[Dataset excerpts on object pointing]
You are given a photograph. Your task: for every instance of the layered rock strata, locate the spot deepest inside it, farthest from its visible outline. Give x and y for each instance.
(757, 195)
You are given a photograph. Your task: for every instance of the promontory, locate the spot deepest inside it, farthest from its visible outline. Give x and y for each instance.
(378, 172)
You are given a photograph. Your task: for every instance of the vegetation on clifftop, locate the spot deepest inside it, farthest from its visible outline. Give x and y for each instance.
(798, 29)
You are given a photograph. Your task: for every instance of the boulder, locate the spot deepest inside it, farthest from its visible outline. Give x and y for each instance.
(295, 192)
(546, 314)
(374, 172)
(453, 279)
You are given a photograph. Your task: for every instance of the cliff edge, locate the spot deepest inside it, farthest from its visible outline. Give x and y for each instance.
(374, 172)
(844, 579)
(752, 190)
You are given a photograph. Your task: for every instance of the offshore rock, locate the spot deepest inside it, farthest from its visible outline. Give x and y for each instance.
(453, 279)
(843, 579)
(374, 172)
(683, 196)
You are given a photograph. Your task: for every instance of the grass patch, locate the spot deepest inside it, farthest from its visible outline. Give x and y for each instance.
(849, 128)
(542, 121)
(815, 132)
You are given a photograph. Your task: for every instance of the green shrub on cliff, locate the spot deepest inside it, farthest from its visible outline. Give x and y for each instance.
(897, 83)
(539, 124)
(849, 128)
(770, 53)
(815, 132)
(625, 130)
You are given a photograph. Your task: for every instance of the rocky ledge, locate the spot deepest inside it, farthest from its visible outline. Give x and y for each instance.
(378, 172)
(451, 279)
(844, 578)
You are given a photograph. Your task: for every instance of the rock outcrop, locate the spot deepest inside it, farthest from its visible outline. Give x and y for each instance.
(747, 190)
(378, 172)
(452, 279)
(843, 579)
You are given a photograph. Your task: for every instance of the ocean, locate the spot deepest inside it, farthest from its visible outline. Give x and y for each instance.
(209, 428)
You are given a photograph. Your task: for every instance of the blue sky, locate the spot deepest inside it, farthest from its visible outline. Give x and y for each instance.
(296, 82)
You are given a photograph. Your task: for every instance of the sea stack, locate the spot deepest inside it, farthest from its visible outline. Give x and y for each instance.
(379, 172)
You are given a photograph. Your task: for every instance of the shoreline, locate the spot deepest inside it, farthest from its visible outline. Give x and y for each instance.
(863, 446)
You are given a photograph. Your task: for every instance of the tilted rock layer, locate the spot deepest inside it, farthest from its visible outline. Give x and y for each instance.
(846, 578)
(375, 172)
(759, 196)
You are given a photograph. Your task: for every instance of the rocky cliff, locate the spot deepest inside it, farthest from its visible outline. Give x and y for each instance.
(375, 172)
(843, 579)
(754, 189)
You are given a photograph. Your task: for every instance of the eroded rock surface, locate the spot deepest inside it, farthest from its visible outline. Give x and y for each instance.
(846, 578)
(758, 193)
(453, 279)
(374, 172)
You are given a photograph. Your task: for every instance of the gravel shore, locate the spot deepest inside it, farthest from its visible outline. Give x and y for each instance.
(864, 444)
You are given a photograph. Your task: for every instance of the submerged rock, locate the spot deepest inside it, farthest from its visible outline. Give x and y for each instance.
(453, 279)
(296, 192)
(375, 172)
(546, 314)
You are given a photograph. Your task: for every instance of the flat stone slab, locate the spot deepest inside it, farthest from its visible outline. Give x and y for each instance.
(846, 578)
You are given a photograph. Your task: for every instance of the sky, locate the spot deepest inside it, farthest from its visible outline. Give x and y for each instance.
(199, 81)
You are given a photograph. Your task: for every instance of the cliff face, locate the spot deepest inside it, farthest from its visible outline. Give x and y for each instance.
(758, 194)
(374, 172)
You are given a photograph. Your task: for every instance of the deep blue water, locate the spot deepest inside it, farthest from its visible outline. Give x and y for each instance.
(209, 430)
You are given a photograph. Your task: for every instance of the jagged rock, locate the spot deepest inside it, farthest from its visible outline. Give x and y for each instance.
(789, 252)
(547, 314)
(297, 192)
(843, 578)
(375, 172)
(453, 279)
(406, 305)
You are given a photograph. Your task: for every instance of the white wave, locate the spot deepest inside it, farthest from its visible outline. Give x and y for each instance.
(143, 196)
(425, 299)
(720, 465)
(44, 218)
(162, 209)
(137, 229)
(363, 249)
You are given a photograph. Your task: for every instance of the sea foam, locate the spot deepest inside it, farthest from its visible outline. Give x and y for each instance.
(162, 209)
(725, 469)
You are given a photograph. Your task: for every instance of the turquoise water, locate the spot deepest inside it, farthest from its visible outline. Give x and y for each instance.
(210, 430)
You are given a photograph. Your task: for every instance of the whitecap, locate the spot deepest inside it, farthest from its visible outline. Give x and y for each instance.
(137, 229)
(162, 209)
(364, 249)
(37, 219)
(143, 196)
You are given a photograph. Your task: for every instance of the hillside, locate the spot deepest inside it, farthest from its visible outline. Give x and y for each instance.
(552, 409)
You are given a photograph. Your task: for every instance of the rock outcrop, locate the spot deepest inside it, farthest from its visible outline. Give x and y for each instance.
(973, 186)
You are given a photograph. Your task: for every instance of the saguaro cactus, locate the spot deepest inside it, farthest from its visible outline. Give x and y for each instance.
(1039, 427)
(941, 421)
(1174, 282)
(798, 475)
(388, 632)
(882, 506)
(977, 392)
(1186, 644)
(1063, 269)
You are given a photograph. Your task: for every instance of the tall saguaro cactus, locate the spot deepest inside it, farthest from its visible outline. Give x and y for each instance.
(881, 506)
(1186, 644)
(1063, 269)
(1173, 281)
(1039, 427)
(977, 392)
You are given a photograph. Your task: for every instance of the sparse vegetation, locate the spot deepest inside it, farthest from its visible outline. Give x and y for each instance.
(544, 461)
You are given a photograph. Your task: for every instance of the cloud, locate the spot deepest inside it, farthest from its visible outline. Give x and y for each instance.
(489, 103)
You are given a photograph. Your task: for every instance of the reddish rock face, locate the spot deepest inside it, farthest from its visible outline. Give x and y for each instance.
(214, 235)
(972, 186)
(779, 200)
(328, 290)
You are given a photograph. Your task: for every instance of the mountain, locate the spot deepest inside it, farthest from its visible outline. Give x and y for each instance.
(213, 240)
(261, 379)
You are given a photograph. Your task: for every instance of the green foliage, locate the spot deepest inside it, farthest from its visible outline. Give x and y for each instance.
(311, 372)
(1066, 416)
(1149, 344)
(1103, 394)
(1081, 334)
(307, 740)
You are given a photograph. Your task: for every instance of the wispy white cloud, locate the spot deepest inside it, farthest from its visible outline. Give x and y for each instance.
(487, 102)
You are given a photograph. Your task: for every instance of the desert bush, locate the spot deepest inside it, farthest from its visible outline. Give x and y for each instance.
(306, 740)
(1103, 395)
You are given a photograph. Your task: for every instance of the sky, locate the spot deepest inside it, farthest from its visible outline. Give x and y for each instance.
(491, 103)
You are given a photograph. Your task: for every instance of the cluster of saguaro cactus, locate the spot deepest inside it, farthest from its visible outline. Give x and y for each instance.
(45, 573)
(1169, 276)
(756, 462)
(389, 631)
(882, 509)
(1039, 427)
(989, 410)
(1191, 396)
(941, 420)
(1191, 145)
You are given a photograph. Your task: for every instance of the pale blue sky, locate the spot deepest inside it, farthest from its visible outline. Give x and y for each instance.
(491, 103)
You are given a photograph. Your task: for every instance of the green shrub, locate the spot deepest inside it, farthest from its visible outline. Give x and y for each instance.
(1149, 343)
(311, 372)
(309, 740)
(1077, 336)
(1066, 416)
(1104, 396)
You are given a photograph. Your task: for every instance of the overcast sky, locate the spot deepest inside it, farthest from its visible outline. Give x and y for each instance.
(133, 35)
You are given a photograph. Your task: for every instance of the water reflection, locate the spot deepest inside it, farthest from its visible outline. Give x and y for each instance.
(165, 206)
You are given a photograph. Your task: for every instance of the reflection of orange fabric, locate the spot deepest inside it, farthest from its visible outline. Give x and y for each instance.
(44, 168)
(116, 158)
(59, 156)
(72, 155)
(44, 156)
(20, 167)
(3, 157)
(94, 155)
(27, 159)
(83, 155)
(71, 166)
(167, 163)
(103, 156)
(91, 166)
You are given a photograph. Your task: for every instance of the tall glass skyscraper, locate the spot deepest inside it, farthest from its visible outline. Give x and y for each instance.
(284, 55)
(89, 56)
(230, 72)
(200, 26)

## EXERCISE PROMPT
Return exactly, and only, the line containing "green shrub, locate" and every line after it through the end of the material.

## SOLUTION FOR THIS TASK
You are given a photograph. Your task: for every instance of the green shrub, locate the spot deepest inside it, farthest from its visible outline. Give x and y for each instance.
(1149, 343)
(311, 372)
(309, 740)
(1077, 336)
(1066, 416)
(1104, 396)
You are given a photograph. Your task: for every instance of the overcast sky, locate the spot deepest inside it, farthest from its visible outline. Give x and y for each instance.
(133, 35)
You are given a photograph. Your task: for every instance of the water reflection, locate the spot deepest inside it, farthest from its visible outline. Give x and y for each instance.
(165, 206)
You are given a photograph. Your task: for every instance of the reflection of orange fabric, locate the spot deepest inside it, farthest from its visible outline. Give x and y for each instance.
(44, 168)
(116, 158)
(59, 156)
(72, 155)
(44, 156)
(20, 167)
(3, 157)
(94, 155)
(27, 159)
(83, 155)
(71, 166)
(167, 163)
(103, 156)
(91, 166)
You are given a photograph. Your task: for every instance of the tall glass skyscraper, locate the spot deepest inside it, farthest from its visible outline. Give x and y for each instance.
(284, 55)
(89, 56)
(230, 72)
(200, 26)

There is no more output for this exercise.